United States District Court, Western District of Louisiana
Sep 14, 2022
2:21-CV-02741 (W.D. La. Sep. 14, 2022)

Opinion

2:21-CV-02741

09-14-2022

PROTESTANT EPISCOPAL CHURCH OF THE GOOD SHEPHERD v. CHURCH MUTUAL INSURANCE CO S I


KAY, MAGISTRATE JUDGE

MEMORANDUM RULING

JAMES D. CAIN, JR. UNITED STATES DISTRICT JUDGE

Before the court is a Motion for Summary Judgment [doc. 21] filed by defendant Church Mutual Specialty Insurance Company (“Church Mutual”), seeking dismissal of all claims or at least the bad faith claims of plaintiff Protestant Episcopal Church of the Good Shepherd (“Good Shepherd”) on the grounds that the latter has voided its coverage by breaching certain duties under the subject insurance contract. Good Shepherd opposes the motion. Doc. 23.

I.

§ DATA BLOCK:

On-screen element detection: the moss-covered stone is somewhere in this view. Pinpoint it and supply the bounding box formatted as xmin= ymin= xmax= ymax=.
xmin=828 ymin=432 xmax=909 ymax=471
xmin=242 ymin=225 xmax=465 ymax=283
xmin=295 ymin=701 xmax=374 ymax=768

§ ACTIONS TO TAKE:
1. According to the memorandum ruling, which party filed the Motion for Summary Judgment?
2. Transcribe the memorandum ruling between "Before the court" and "motion. Doc. 23.", inclusive.

§ EXPECTED ANSWERS:
1. Defendant Church Mutual Specialty Insurance Company ("Church Mutual") filed it.

2.
Before the court is a Motion for Summary Judgment [doc. 21] filed by defendant Church Mutual Specialty Insurance Company (“Church Mutual”), seeking dismissal of all claims or at least the bad faith claims of plaintiff Protestant Episcopal Church of the Good Shepherd (“Good Shepherd”) on the grounds that the latter has voided its coverage by breaching certain duties under the subject insurance contract. Good Shepherd opposes the motion. Doc. 23.